* **The exercise**:
Carry on the passage about Terraform module testing, starting after its last sentence.
--- Excerpted passage ---
Three tests ran in under a second with no cloud credentials. The mock_provider replaced all AWS API calls with in-memory responses. The module logic — variable defaults, output calculations, validation rules — was tested completely without creating a single real resource. This is what makes unit tests practical to run on every commit.
expect_failures tests the negative case. expect_failures = [var.name] tells the framework that this run should fail validation for the name variable. If the validation works correctly, the test passes. If the validation is missing or broken, the run succeeds when it should fail — and the test framework catches that.
Terraform test cleans up all apply runs automatically. For tests that use command = apply against a real provider, the framework runs terraform destroy after each test file completes. Resources never linger after the test suite finishes.
--- Dataset ---
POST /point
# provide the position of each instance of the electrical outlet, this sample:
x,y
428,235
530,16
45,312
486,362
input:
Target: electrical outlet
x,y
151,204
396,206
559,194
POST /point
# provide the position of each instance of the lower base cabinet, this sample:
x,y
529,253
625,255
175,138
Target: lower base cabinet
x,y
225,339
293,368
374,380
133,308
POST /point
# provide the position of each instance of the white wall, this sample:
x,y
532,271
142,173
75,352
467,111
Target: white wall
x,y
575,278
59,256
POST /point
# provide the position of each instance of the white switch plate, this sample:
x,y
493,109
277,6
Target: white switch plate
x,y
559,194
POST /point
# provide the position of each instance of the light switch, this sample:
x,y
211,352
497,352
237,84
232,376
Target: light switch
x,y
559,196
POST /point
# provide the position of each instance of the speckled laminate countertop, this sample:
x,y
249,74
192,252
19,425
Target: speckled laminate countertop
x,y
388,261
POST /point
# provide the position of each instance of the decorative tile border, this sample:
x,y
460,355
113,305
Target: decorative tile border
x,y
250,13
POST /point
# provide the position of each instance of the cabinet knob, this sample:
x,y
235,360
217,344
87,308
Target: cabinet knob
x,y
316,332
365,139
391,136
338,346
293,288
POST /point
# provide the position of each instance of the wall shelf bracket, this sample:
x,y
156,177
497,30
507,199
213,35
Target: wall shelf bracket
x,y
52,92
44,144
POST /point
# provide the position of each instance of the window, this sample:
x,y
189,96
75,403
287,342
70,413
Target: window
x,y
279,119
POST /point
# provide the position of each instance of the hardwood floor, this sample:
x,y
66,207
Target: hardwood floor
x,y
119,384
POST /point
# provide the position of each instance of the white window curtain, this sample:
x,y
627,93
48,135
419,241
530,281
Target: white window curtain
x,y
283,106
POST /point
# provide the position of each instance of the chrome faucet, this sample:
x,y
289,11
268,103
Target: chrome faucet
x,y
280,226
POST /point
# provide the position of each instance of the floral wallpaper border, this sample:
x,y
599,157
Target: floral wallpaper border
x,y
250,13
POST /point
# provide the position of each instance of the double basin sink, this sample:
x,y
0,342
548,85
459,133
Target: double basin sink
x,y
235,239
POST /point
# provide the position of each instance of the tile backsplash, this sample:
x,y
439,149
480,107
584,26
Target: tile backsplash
---
* **Task result**:
Integration Tests with terraform test and Real Providers

For integration tests that need to verify real infrastructure behaviour — a load balancer actually routing traffic, a security group actually blocking connections — use command = apply without a mock provider. The framework creates real resources, runs assertions against them, and destroys everything at the end.

# tests/vpc_integration.tftest.hcl
# Integration test — creates real AWS resources
# Run in a dedicated test AWS account — never in production

provider "aws" {
  region = "us-east-1"
  # Credentials from environment — AWS_ACCESS_KEY_ID / AWS_SECRET_ACCESS_KEY
  # Use a dedicated test account with limited permissions
}

# Run 1: Create the VPC — command = apply creates real AWS resources
run "create_vpc" {
  command = apply  # Real AWS API calls — creates real VPC, subnets, IGW

  variables {
    name    = "tf-test-vpc-${formatdate("YYYYMMDDHHmmss", timestamp())}"
    vpc_cidr = "10.99.0.0/16"  # Use a dedicated test CIDR range
  }

  # Assert the VPC ID is a valid AWS format
  assert {
    condition     = can(regex("^vpc-[a-f0-9]+$", output.vpc_id))
    error_message = "vpc_id must be a valid AWS VPC ID format"
  }

  # Assert subnets were created with IDs
  assert {
    condition     = length(output.public_subnet_ids) > 0
    error_message = "At least one public subnet must be created"
  }

  # Assert outputs reference the same VPC (cross-output consistency check)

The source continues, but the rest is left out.